Exercise materials:
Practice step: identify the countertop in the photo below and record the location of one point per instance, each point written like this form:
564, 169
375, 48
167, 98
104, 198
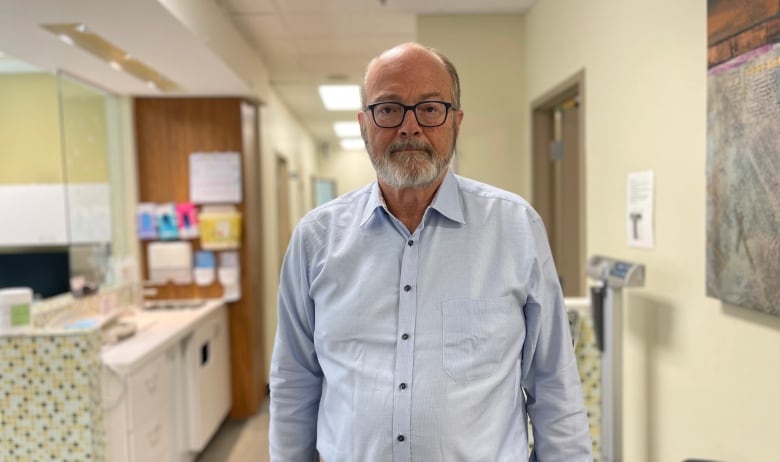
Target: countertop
156, 330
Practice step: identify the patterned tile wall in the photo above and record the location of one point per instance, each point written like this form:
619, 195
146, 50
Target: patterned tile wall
589, 365
50, 402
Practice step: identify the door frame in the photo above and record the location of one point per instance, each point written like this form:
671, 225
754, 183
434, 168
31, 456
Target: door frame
545, 199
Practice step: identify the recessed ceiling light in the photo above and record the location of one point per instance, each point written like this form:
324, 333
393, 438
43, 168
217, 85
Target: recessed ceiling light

Exercise details: Repeat word for word each line from the one with "Practice step: identify the recessed" to the end of the records above, inclusive.

Written response:
Practice step: identify the recessed ceiling light in the photo above and record the location of one point per instance, each point written like this form:
324, 333
393, 438
43, 168
217, 85
Target: recessed ceiling light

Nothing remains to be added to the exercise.